Those lines of the following listing which contain the string "surfboard" should be returned.
====== Data supplied ======
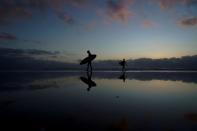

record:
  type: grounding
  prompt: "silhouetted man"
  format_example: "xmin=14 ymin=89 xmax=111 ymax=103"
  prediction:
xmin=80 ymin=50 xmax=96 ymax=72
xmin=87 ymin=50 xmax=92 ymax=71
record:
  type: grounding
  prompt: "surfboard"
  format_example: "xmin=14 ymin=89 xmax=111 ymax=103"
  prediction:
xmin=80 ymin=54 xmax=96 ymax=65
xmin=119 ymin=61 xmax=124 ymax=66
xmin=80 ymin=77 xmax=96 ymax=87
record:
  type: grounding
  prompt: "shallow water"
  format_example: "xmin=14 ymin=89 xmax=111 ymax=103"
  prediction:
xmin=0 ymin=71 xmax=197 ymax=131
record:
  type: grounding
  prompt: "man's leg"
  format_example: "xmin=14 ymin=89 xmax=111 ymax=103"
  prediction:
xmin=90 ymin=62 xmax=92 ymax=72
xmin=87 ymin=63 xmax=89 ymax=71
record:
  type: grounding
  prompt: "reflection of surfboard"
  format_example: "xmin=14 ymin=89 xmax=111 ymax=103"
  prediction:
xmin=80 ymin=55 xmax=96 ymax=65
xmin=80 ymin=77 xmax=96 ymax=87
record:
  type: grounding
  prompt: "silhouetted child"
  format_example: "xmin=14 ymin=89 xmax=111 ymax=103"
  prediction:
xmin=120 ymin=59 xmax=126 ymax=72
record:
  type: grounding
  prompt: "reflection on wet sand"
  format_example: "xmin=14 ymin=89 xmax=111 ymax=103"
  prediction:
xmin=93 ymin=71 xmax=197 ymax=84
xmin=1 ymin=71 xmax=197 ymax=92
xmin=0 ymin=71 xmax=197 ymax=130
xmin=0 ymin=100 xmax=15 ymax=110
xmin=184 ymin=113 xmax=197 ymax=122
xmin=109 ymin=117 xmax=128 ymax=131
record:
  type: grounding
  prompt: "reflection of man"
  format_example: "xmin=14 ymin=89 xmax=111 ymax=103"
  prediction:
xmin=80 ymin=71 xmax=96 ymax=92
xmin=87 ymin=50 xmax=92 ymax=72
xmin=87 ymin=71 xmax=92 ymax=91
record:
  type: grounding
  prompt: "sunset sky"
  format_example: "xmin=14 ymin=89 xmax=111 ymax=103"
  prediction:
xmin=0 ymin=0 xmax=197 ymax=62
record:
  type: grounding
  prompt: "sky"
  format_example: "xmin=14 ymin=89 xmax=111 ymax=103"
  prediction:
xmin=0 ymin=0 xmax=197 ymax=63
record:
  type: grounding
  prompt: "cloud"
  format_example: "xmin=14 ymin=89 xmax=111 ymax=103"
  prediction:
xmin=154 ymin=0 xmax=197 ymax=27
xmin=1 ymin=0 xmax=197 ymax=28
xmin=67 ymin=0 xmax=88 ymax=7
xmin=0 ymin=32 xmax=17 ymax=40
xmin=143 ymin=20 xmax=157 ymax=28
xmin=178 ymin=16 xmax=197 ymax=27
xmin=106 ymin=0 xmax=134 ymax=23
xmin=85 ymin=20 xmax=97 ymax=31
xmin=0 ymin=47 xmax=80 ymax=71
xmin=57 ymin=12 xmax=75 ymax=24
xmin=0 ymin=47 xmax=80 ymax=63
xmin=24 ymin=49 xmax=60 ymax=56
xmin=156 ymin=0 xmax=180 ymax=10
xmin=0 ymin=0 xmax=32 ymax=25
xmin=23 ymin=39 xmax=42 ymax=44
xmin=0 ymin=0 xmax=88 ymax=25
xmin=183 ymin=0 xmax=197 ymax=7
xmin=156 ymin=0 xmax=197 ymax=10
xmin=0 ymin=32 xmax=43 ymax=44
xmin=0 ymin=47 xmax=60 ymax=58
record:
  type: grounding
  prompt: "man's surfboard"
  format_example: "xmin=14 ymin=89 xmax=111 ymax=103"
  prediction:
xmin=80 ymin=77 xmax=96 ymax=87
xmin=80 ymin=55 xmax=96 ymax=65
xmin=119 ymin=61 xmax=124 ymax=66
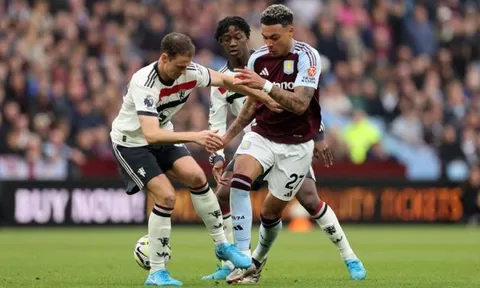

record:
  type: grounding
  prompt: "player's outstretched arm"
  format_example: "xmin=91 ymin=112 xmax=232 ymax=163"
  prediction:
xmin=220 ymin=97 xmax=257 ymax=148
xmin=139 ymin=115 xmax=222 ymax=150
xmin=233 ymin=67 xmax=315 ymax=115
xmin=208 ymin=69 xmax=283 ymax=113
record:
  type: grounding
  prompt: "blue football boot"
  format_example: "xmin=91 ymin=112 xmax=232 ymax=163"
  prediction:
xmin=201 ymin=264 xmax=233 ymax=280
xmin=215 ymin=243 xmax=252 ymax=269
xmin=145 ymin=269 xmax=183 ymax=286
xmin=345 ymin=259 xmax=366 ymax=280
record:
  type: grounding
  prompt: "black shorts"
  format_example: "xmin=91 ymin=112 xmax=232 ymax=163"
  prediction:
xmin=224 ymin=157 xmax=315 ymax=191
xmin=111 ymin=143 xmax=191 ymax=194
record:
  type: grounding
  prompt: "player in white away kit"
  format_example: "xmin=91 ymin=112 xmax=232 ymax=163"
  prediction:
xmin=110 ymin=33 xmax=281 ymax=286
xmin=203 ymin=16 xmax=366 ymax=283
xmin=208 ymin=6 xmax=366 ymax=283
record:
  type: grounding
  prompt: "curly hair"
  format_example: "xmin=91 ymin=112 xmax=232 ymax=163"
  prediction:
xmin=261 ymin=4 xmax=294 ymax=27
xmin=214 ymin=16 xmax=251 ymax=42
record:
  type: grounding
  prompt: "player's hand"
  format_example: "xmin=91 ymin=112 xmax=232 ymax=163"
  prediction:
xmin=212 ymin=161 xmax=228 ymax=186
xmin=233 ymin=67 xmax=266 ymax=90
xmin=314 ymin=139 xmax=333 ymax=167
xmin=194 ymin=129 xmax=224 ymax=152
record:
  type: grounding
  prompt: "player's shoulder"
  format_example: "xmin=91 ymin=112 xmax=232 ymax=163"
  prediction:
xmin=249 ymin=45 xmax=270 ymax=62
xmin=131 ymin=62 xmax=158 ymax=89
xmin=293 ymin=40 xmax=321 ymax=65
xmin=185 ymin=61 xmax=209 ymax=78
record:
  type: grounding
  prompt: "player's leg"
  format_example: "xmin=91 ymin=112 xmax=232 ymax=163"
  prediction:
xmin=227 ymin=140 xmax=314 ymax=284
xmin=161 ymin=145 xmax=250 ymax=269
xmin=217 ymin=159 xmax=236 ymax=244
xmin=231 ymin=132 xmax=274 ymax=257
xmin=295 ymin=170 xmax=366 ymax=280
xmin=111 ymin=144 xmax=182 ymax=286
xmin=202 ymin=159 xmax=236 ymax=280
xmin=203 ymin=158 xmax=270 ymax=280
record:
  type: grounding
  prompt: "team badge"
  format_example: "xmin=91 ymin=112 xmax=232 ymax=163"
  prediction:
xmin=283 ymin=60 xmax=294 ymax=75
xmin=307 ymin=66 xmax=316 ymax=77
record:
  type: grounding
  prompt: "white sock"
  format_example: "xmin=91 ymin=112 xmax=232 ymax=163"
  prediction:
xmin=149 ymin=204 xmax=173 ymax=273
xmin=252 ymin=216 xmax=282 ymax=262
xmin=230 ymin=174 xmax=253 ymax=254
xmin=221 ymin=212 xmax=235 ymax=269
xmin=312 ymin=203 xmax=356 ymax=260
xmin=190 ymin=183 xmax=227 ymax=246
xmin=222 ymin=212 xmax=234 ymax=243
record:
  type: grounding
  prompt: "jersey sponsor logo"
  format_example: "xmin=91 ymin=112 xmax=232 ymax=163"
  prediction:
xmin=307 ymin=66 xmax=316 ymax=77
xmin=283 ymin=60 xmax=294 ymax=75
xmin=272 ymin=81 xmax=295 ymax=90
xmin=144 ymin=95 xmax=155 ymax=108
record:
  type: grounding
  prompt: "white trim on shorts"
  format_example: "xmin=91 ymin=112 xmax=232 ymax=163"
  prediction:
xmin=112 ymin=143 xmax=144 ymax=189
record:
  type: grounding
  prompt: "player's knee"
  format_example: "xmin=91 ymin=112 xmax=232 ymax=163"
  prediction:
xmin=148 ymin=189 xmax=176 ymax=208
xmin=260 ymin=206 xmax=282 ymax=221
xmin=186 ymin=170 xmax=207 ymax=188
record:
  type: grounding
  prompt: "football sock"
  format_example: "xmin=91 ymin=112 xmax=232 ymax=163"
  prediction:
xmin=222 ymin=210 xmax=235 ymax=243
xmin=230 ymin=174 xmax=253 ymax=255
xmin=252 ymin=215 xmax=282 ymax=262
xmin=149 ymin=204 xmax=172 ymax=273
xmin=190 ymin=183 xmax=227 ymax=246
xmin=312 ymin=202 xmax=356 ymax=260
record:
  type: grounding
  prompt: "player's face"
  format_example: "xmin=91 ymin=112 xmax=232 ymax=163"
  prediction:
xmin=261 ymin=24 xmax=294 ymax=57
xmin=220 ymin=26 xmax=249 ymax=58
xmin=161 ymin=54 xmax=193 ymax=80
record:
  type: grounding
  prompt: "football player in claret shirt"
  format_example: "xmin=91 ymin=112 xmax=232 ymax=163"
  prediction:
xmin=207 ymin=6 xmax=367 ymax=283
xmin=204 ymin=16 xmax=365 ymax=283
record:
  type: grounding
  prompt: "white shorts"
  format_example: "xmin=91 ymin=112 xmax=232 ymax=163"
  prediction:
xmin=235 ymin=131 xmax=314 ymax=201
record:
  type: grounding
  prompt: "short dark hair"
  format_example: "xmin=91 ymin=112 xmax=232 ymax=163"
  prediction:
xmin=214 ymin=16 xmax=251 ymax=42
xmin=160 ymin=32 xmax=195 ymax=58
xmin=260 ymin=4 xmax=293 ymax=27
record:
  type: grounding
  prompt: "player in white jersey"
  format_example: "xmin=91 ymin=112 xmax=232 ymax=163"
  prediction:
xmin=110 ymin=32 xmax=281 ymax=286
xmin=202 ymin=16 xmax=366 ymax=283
======
# Your response:
  prompt: "surfboard"
  prompt: "reflection of surfboard"
  prompt: "man's surfboard"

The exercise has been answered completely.